**EXERCISE INSTRUCTIONS:** Return, word for word, only the lines of the data below that lie between the line with "[spot] the eyeglasses" and the line with "[spot] the convention", those two lines included.

**Natural-language object grounding data:**
++++++++++++++++++++

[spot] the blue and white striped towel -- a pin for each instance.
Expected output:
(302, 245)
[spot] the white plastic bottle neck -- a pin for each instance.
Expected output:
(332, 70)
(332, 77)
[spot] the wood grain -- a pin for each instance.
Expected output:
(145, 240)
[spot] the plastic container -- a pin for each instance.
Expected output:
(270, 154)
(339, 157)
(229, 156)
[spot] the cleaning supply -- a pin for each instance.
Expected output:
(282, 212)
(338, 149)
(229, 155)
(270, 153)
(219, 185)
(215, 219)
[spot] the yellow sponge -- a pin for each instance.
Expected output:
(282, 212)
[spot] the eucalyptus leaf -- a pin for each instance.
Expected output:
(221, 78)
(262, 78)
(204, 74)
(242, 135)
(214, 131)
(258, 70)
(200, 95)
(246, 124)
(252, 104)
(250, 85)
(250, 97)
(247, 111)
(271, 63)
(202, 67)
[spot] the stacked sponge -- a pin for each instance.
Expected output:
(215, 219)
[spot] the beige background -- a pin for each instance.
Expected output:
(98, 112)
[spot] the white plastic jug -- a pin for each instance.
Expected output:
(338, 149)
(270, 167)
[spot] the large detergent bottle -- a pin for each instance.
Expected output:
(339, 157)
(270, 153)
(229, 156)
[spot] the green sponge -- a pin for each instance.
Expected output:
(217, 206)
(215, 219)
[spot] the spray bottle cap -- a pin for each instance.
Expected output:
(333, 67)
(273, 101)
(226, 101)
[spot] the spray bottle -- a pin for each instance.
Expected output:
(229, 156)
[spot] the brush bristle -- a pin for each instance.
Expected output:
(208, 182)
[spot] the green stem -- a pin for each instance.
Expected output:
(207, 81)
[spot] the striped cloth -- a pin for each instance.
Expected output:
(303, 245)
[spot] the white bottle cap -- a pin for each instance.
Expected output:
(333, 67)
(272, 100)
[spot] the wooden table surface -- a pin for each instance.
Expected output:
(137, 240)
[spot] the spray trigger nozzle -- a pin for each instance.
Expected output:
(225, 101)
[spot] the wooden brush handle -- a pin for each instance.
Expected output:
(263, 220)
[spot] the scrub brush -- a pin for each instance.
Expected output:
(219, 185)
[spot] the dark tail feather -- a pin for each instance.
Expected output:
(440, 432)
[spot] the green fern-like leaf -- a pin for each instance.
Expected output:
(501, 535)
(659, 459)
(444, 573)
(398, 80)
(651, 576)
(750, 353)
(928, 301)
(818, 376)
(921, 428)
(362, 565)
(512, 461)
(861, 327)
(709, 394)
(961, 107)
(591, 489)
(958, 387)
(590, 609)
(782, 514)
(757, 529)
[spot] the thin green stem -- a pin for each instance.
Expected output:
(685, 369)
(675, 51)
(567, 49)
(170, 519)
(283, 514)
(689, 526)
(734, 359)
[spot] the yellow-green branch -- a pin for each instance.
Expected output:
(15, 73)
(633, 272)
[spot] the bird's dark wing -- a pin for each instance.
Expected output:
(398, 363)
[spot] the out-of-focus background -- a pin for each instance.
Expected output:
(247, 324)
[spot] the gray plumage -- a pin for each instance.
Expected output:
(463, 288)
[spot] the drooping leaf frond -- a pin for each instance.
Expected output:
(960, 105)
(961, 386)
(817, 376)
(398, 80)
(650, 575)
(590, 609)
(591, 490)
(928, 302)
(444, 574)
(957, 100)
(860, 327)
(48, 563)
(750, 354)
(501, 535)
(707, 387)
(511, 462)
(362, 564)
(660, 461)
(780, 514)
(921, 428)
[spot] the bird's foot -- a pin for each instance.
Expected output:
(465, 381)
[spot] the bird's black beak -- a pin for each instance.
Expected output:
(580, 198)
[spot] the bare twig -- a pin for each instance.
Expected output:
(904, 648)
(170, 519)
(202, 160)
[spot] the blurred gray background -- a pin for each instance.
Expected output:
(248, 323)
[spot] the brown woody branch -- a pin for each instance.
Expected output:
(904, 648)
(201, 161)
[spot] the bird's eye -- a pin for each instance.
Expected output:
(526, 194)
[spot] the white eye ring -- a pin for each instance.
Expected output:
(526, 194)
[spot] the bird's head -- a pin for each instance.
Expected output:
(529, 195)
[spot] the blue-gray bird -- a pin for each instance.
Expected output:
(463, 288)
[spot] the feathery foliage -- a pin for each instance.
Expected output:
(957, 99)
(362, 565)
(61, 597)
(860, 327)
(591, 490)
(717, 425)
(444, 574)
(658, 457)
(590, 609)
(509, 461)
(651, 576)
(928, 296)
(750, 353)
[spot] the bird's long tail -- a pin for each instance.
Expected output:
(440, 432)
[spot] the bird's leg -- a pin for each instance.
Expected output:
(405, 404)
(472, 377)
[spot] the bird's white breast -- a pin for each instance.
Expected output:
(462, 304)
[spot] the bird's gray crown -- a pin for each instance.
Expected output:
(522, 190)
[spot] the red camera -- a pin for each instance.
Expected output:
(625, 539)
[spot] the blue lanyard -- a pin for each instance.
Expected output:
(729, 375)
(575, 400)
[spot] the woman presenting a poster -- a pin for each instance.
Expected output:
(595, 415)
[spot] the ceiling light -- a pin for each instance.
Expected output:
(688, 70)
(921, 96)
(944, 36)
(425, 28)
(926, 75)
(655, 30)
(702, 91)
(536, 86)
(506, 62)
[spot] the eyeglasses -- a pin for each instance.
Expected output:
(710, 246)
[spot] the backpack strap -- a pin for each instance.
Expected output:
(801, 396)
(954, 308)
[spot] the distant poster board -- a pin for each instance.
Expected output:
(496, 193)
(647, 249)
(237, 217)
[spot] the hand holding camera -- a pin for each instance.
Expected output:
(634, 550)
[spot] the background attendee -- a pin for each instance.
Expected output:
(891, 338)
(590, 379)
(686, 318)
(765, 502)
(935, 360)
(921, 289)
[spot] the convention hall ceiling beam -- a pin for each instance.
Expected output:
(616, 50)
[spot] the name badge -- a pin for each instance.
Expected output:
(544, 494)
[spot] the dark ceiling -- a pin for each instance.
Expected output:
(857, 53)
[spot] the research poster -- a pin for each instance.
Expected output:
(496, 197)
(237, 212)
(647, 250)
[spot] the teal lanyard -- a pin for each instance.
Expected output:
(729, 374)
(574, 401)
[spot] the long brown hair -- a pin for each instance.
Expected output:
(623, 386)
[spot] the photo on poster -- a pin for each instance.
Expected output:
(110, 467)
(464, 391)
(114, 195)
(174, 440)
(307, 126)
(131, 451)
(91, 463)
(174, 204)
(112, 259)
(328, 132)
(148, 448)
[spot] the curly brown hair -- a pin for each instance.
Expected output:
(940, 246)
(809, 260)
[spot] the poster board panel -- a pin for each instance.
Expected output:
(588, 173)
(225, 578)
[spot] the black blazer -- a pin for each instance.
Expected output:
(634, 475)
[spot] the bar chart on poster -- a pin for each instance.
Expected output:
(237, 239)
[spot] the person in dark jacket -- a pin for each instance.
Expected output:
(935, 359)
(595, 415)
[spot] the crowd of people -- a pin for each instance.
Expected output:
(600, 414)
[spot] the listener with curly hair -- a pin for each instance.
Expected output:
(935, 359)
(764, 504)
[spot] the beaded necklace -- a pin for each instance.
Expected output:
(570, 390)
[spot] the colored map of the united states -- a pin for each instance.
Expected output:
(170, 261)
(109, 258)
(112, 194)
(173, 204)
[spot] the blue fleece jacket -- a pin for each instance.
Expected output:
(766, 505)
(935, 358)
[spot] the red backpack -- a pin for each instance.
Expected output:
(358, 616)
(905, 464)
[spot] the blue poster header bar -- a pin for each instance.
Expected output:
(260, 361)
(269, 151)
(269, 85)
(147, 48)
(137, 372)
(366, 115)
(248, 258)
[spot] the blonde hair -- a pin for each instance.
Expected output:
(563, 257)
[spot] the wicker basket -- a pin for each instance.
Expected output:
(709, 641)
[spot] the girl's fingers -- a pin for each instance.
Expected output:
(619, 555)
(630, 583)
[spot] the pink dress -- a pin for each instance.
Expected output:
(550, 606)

++++++++++++++++++++

**OUTPUT OF THE EXERCISE:**
[spot] the eyeglasses -- a pin for each instance.
Expected output:
(710, 246)
[spot] the backpack strap -- a pin for each instance.
Expected output:
(801, 396)
(954, 308)
[spot] the distant poster board -- a pin for each instance.
Expected output:
(496, 193)
(647, 249)
(237, 217)
[spot] the hand holding camera -- a pin for each instance.
Expected output:
(634, 550)
[spot] the background attendee -- a pin for each instance.
Expected output:
(891, 338)
(590, 379)
(686, 318)
(765, 502)
(935, 360)
(921, 289)
[spot] the convention hall ceiling beam -- a pin for each instance.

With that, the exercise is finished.